Kutipan Pilihan =
★ ★ ★
Seperti halnya ketika Edward Fitzgerald menerjemahkan rubaiyyat Umar Khayyam. Terutama pada puisinya yang berbunyi, Fitzgerald beranggapan jika Umar Khayyam menentang para sufi.
Buah Anggur, mengandung sebuah Serat;
Laksana urat melekat di Tubuhku -- biarlah sang Sufi mencela;
Tentang Logam Dasarku yang mungkin menyimpan sebuah Kunci, Kunci pembuka Pintu yang diratapnya dari luar.
Padahal maksud sebenarnya dari bait puisi diatas adalah penggambaran akan nikmatnya betemu dengan Tuhan.
Pada saat membaca puisi bait 1 menggunakan pendekatan orang awam. Makna tersurat yang ditangkap adalah bangun dari tidur. Hal ini dapat ditandai dari digunakannya kata bangun pada baris pertama rubaiyyat tersebut. Serta diikuti dengan kalimat “Sang Fajar pun Merasuk dari Timur” yang secara tersurat dapat diartikan telah terbitnya matahari dari ufuk timur.
Namun, tentunya seorang sufisme yang besar tidak akan hanya membahas tentang bangun bangun tidur. Dari beberapa kata kunci yang telah di telaah satu per satu. Dapat ditemukan makna tersirat dalam puisi tersebut adalah mengajak untuk beranjak dari gelapnya kebodohan dan berusaha untuk mencari kebenaran. Gelapnya kebodohan yang dimaksud adalah tidak berilmunya seseorang.
Sang pemburu dari Timur dapat diartikan sebagai ilmu, yang akan menerangi maupun memberi petunjuk di sepanjang hidup. Karena orang yang memiliki ilmu akan selalu memiliki acuan dalam tindak tanduknya dan paham mengenai eksistensinya dunia. Seperti filosofi padi, makin berisi makin merunduk. Begitu juga dengan ilmu yang dapat menghindarkan dari sifat kesombongan. Karena hakikatnya kesombongan akan menuntun manusia menuju kehancuran. Yang tertuang dalam QS. Al- Fajr : 6-13. Yang artinya :
“Apakah kamu tidak memperhatikan bagaimana Tuhanmu berbuat terhadap kaum ‘Aad? (6)(yaitu) penduduk Iram yang mempunyai bangunan-bangunan yang tinggi (7) Yang belum pernah dibangun (suatu kota) seperti itu, di negeri-negeri lain (8) Dan kaum Tsamud yang memotong batu-batu besar di lembah (9) Dan kaum Fir’aun yang mempunyai pasak-pasak (tentara yang banyak) (10) Yang berbuat sewenang-wenang dalam negeri (11) Lalu mereka berbuat banyak kerusakan dalam negeri itu (12) Karena itu Tuhanmu menimpakan kepada mereka cemeti azab (13).” (QS. Al-Fajr: 6-13).
★ ★ ★
Data yang Diberikan =
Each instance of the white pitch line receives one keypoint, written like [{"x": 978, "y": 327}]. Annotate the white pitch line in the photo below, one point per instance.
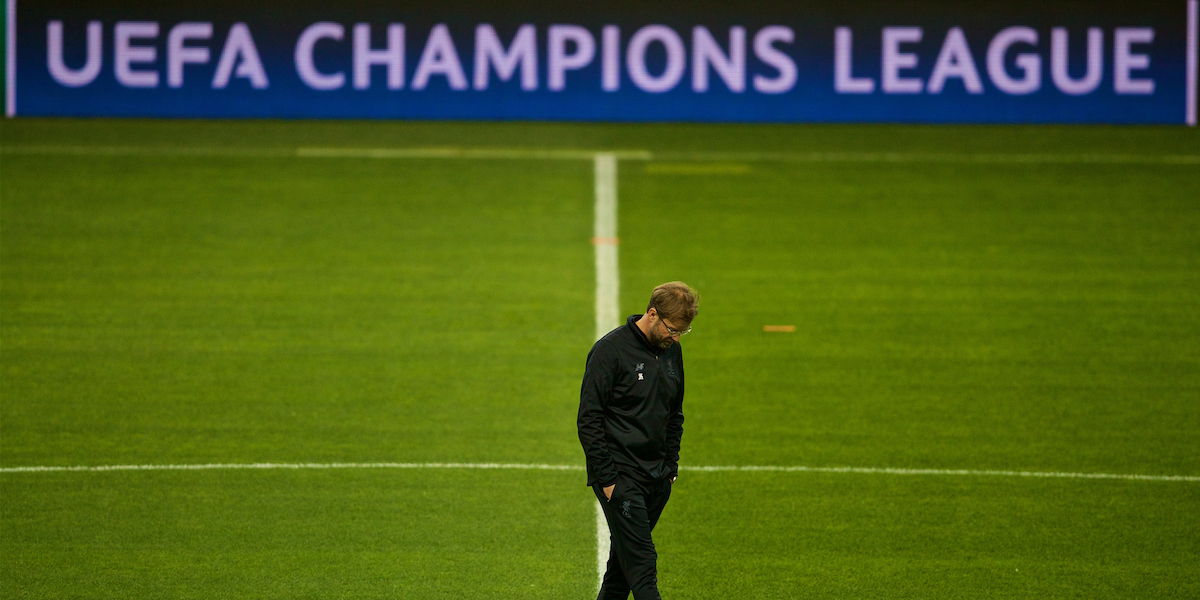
★ ★ ★
Tugas yang Dikerjakan =
1. Sebutkan semua kaum yang disebut dengan kata "kaum" dalam ayat yang dikutip di dalam kutipan tentang rubaiyyat Umar Khayyam.
2. Jawablah pertanyaan berikut berdasarkan kutipan tentang rubaiyyat Umar Khayyam.
(a) Menurut anggapan Fitzgerald, siapa yang ditentang oleh Umar Khayyam?
(b) Sang pemburu dari Timur dapat diartikan sebagai apa?
(c) Apa yang dimaksud dengan gelapnya kebodohan?
3. Tampilkan tanpa perubahan bagian dari kutipan tentang rubaiyyat Umar Khayyam yang dimulai pada kata-kata "Buah Anggur, mengandung" dan berakhir setelah kata-kata "diratapnya dari luar.".
Kerjakan dengan berpedoman pada kutipan saja.

Kumpulan Jawaban =
1.
kaum 'Aad
kaum Tsamud
kaum Fir'aun

2.
(a) Para sufi.
(b) Ilmu, yang akan menerangi maupun memberi petunjuk di sepanjang hidup.
(c) Tidak berilmunya seseorang.

3.
Buah Anggur, mengandung sebuah Serat;
Laksana urat melekat di Tubuhku -- biarlah sang Sufi mencela;
Tentang Logam Dasarku yang mungkin menyimpan sebuah Kunci, Kunci pembuka Pintu yang diratapnya dari luar.